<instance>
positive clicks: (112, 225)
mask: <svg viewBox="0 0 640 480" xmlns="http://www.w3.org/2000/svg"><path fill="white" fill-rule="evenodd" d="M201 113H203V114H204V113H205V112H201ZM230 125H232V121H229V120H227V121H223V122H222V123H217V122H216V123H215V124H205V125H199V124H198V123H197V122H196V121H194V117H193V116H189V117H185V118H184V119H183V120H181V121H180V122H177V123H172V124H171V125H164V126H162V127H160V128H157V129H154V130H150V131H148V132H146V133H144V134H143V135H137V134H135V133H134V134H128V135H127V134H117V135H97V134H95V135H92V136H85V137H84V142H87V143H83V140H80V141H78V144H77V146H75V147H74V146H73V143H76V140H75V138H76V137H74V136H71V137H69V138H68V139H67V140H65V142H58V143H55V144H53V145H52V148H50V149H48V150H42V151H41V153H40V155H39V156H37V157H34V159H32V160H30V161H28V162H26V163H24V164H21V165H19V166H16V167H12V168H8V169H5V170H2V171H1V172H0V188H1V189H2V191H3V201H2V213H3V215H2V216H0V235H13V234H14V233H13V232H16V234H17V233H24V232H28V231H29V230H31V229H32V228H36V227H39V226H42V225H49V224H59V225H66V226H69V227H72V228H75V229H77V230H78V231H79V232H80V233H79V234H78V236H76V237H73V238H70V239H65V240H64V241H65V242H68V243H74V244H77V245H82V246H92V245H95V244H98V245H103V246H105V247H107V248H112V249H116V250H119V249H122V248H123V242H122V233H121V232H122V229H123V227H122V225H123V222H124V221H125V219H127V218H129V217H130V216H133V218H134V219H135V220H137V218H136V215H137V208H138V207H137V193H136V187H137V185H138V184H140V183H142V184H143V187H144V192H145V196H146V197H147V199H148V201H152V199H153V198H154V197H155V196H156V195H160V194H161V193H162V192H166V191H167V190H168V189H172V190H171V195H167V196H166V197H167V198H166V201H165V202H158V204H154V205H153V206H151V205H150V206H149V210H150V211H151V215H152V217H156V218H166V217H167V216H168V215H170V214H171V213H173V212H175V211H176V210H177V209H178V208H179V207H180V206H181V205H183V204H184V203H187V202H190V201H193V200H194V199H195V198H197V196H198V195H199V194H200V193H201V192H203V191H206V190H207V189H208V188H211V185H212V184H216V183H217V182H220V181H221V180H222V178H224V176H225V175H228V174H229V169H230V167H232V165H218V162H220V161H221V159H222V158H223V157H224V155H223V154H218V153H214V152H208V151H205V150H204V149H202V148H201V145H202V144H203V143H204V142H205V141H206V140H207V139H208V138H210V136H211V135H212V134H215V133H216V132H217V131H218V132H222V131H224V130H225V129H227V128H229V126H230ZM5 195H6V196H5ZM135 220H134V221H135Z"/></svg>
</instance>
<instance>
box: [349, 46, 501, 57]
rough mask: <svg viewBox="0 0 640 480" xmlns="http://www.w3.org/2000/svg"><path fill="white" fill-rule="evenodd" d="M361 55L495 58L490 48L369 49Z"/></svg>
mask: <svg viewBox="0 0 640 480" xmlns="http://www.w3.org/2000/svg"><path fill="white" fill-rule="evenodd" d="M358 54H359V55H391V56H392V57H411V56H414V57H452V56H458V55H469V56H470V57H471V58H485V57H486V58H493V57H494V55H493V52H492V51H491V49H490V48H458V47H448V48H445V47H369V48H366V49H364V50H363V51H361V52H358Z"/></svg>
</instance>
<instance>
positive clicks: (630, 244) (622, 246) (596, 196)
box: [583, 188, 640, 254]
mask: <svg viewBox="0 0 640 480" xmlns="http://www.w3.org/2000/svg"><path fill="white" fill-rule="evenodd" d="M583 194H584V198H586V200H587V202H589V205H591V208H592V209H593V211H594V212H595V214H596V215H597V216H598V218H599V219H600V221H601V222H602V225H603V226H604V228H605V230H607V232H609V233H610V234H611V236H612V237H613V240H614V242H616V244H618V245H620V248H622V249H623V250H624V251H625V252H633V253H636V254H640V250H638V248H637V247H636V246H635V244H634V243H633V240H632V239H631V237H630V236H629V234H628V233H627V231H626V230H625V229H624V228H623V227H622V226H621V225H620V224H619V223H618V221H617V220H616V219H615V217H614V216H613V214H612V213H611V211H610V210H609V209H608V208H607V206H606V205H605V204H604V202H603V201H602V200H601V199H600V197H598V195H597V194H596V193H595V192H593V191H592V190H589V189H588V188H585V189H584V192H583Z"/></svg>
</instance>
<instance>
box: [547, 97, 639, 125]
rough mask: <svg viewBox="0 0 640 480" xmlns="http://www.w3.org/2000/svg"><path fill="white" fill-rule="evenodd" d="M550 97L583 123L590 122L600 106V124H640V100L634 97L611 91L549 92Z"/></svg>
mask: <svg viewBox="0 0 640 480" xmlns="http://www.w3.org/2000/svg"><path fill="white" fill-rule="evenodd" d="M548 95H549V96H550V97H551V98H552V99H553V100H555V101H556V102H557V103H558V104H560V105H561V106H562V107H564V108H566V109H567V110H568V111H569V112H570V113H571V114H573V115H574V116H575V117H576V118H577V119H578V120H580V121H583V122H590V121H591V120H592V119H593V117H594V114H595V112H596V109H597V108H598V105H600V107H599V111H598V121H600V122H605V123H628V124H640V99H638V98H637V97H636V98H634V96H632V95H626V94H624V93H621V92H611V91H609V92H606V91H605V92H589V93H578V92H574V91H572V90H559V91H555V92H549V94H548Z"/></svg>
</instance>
------
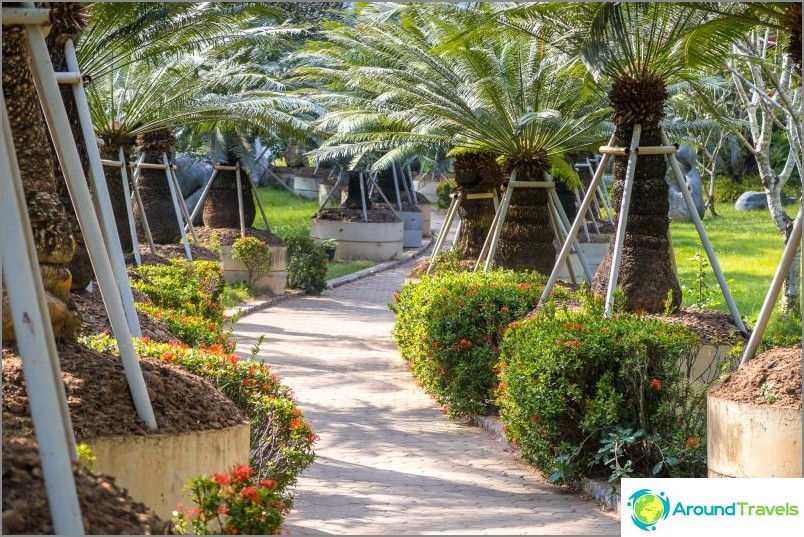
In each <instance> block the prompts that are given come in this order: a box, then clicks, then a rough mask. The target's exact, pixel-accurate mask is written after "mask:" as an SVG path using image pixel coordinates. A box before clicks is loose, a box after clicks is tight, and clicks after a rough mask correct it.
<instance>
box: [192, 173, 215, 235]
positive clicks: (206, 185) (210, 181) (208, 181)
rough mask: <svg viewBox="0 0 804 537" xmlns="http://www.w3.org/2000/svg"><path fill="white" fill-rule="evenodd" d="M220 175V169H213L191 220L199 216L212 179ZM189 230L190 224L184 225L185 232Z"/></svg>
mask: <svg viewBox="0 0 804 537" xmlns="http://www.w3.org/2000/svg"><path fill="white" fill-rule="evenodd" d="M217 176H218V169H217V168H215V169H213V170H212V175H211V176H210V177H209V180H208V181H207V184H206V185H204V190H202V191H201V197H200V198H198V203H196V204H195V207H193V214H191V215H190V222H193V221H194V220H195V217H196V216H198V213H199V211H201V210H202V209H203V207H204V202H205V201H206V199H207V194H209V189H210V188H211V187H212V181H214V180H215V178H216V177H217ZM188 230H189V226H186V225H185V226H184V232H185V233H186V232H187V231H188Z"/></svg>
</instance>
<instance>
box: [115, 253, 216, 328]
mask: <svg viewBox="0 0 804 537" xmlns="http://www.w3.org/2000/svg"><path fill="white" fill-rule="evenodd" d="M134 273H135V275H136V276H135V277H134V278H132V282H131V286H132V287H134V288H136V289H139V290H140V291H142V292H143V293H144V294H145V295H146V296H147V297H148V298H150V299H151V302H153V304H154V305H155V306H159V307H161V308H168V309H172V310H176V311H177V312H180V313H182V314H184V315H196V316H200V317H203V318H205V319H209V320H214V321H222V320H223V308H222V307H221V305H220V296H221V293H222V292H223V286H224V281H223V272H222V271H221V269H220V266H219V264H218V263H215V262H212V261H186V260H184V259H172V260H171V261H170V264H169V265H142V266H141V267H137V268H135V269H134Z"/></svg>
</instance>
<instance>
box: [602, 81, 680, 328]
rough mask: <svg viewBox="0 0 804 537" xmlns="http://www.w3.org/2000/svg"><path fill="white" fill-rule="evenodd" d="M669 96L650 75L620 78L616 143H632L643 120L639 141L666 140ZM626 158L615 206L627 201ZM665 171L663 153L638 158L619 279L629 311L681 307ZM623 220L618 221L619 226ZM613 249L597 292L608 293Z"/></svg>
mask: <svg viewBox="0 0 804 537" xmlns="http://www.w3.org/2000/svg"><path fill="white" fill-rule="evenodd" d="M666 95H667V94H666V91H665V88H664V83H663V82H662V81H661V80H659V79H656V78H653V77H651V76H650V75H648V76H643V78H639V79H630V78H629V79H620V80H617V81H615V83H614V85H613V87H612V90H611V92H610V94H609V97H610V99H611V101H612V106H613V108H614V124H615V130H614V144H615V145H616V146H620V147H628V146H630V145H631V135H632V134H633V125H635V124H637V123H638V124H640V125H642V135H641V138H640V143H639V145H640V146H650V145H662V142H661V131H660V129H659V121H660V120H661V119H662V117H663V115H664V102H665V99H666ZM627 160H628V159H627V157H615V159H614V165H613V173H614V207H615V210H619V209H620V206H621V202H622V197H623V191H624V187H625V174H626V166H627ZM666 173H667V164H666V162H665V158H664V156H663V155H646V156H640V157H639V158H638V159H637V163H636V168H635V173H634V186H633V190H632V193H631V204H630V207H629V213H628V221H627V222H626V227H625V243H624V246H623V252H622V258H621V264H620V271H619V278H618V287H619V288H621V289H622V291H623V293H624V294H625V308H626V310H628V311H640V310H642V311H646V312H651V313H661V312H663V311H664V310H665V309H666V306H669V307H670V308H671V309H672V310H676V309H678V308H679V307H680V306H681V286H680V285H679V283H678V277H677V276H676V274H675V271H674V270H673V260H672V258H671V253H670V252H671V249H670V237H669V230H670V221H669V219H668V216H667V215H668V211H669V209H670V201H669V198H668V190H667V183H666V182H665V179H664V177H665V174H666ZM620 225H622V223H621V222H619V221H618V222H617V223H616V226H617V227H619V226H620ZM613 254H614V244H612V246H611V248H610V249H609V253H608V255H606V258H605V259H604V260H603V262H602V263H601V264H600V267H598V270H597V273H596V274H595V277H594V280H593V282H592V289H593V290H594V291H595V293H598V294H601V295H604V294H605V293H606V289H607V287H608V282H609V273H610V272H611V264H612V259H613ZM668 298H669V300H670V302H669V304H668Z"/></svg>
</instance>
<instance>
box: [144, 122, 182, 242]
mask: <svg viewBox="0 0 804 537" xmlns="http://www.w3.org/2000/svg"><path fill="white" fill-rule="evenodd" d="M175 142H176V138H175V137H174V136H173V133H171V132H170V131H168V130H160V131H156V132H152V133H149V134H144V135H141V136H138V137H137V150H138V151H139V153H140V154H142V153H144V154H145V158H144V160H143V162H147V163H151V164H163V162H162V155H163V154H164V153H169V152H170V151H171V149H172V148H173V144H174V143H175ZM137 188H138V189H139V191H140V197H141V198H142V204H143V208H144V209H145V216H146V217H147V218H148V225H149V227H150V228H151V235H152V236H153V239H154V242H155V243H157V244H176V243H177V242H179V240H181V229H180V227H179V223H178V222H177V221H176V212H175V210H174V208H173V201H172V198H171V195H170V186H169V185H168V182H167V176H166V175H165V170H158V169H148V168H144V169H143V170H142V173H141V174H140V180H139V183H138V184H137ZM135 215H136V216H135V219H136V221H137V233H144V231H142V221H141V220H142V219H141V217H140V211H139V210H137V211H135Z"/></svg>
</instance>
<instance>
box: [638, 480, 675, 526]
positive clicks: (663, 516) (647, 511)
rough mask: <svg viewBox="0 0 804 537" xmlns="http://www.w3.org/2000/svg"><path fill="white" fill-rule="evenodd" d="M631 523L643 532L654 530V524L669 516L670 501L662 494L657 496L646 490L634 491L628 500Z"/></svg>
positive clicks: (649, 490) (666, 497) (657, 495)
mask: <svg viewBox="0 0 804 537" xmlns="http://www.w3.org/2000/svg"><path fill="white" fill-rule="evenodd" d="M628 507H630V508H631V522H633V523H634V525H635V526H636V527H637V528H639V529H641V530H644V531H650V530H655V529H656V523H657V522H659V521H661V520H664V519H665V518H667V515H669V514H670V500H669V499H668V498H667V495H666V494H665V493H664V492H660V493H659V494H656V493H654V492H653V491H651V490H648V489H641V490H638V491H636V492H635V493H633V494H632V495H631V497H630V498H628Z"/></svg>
------
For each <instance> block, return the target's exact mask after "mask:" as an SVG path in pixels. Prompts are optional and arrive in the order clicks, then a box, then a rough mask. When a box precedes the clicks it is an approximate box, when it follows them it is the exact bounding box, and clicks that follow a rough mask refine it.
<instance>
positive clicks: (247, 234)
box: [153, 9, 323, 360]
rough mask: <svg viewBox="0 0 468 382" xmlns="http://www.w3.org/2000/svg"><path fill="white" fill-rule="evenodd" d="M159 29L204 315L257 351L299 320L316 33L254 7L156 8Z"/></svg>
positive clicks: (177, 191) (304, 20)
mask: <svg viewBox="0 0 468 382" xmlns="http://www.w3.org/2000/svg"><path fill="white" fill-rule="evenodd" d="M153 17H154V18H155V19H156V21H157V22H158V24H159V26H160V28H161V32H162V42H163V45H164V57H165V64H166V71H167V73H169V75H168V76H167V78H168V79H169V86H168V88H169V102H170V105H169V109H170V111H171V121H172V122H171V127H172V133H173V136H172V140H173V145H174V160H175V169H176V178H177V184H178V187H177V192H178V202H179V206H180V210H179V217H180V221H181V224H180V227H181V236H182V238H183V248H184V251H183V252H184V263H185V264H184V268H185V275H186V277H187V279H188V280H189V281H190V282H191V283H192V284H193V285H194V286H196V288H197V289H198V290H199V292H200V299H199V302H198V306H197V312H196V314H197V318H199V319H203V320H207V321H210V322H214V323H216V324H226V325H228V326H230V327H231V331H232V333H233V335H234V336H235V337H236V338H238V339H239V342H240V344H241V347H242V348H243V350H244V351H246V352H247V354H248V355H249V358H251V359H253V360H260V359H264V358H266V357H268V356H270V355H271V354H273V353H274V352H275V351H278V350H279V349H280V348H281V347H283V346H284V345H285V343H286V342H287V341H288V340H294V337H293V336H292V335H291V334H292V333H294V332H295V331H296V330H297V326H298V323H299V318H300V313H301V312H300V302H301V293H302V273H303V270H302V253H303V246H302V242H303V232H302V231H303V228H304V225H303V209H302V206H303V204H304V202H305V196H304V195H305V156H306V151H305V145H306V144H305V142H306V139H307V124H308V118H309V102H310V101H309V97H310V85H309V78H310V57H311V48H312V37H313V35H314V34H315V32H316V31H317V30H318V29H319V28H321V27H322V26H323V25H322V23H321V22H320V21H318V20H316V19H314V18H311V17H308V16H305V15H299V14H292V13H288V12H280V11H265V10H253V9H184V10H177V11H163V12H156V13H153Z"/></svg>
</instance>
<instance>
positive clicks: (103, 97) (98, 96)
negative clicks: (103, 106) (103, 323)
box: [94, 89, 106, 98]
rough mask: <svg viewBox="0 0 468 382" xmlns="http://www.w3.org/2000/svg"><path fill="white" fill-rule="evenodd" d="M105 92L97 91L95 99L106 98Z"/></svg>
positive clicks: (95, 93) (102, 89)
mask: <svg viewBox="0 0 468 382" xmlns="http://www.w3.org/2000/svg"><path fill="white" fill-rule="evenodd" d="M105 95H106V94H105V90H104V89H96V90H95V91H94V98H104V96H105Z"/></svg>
------
Work order: Print exactly the lines above from the one with "55L495 58L490 48L369" to the one with "box: [547, 97, 639, 125]", including both.

Answer to this task:
rough mask: <svg viewBox="0 0 640 480" xmlns="http://www.w3.org/2000/svg"><path fill="white" fill-rule="evenodd" d="M361 55L495 58L490 48L369 49Z"/></svg>
mask: <svg viewBox="0 0 640 480" xmlns="http://www.w3.org/2000/svg"><path fill="white" fill-rule="evenodd" d="M358 54H359V55H391V56H392V57H411V56H414V57H452V56H458V55H469V56H470V57H471V58H485V57H486V58H493V57H494V55H493V52H492V51H491V49H490V48H458V47H448V48H445V47H369V48H366V49H364V50H363V51H361V52H358Z"/></svg>
</instance>
<instance>
positive clicks: (630, 244) (622, 246) (596, 196)
box: [583, 188, 640, 254]
mask: <svg viewBox="0 0 640 480" xmlns="http://www.w3.org/2000/svg"><path fill="white" fill-rule="evenodd" d="M583 194H584V198H586V200H587V202H589V205H591V208H592V209H593V211H594V212H595V214H596V215H597V216H598V218H599V219H600V221H601V222H602V225H603V226H604V228H605V230H607V232H609V233H610V234H611V236H612V237H613V240H614V242H616V244H618V245H620V248H622V249H623V250H624V251H625V252H633V253H636V254H640V250H638V248H637V247H636V246H635V244H634V243H633V240H632V239H631V237H630V236H629V234H628V233H627V231H626V230H625V229H624V228H623V227H622V226H621V225H620V224H619V223H618V221H617V220H616V219H615V217H614V216H613V214H612V213H611V211H610V210H609V209H608V208H607V206H606V205H605V204H604V202H603V201H602V200H601V199H600V197H598V195H597V194H596V193H595V192H593V191H592V190H589V189H588V188H585V189H584V192H583Z"/></svg>
</instance>
<instance>
box: [547, 97, 639, 125]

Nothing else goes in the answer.